----- Provided material -----

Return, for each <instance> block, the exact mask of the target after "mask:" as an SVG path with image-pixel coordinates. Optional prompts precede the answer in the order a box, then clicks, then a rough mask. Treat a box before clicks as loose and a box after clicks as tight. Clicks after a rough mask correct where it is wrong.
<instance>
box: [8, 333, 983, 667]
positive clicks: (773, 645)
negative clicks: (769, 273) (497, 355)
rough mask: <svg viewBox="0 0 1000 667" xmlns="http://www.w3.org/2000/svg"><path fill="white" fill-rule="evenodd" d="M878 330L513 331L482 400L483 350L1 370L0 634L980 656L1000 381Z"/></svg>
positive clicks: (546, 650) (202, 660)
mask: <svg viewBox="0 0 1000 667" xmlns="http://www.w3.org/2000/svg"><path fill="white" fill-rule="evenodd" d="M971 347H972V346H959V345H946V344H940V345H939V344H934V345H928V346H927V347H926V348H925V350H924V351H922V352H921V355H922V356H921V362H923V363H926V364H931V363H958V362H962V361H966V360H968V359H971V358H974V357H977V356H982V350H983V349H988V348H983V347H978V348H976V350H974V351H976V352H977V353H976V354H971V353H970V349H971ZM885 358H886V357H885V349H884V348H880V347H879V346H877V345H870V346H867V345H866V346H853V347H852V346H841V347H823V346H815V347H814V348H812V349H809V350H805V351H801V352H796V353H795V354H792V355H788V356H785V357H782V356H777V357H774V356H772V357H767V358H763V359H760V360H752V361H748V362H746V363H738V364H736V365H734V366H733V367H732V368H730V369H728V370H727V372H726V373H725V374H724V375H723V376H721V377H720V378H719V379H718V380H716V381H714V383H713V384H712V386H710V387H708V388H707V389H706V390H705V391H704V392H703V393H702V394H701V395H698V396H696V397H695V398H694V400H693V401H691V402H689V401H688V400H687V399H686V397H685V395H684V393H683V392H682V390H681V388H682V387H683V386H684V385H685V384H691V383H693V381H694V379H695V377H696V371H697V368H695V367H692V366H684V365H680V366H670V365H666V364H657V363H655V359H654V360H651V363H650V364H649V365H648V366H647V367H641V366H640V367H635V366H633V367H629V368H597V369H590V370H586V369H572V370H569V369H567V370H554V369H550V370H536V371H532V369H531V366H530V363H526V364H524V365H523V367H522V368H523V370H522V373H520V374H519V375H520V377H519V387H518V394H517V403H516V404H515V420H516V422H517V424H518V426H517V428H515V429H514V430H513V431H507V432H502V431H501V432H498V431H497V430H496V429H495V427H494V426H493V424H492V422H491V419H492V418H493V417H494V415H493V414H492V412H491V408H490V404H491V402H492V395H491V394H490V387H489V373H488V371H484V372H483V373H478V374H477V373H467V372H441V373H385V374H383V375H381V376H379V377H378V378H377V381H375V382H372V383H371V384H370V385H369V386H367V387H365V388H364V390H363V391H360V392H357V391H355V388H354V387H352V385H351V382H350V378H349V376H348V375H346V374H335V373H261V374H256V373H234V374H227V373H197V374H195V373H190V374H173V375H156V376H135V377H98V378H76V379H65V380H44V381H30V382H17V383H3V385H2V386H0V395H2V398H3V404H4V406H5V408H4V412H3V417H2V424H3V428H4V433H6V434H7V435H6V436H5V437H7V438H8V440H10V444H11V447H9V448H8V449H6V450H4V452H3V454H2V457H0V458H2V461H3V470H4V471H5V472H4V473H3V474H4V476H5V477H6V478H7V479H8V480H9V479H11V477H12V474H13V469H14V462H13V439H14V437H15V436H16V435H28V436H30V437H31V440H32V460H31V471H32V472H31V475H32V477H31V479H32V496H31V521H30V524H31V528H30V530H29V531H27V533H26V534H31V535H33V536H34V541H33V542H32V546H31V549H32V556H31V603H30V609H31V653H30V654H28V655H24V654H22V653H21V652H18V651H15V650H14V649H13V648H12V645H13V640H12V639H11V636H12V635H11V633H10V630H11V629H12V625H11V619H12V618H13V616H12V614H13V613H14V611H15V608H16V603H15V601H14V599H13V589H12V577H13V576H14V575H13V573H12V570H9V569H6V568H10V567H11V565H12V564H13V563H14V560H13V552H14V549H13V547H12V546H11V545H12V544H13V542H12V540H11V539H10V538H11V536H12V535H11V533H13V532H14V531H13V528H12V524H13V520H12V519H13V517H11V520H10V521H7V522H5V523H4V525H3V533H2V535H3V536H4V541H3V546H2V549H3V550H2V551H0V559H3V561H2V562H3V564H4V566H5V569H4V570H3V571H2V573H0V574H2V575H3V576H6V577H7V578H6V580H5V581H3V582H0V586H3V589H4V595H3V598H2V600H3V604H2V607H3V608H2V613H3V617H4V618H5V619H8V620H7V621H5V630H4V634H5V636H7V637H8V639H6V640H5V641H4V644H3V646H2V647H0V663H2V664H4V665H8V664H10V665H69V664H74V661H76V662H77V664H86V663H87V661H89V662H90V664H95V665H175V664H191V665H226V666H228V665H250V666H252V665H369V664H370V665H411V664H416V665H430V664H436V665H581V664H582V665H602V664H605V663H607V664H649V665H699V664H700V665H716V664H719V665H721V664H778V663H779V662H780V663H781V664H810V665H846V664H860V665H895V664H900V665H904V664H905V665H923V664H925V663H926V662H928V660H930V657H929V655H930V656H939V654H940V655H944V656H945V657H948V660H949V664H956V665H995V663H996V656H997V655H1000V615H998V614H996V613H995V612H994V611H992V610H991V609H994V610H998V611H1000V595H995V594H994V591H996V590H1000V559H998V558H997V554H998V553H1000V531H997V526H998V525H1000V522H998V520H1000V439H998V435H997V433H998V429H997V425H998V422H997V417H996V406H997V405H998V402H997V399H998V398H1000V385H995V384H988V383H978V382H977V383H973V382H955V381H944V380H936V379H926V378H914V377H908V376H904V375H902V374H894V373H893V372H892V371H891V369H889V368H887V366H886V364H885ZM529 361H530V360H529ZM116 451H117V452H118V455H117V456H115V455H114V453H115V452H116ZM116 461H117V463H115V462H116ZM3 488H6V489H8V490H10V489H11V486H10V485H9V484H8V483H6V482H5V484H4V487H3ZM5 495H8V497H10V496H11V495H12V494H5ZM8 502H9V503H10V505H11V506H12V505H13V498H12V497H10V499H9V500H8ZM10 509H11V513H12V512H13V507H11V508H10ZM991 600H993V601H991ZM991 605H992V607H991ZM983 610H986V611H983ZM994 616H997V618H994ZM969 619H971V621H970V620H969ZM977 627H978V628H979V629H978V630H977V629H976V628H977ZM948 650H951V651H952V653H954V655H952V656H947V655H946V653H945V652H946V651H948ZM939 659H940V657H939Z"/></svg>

-----

Exercise details
Whenever a line above contains "positive", copy that line.

Reply
positive clicks: (773, 645)
positive clicks: (546, 650) (202, 660)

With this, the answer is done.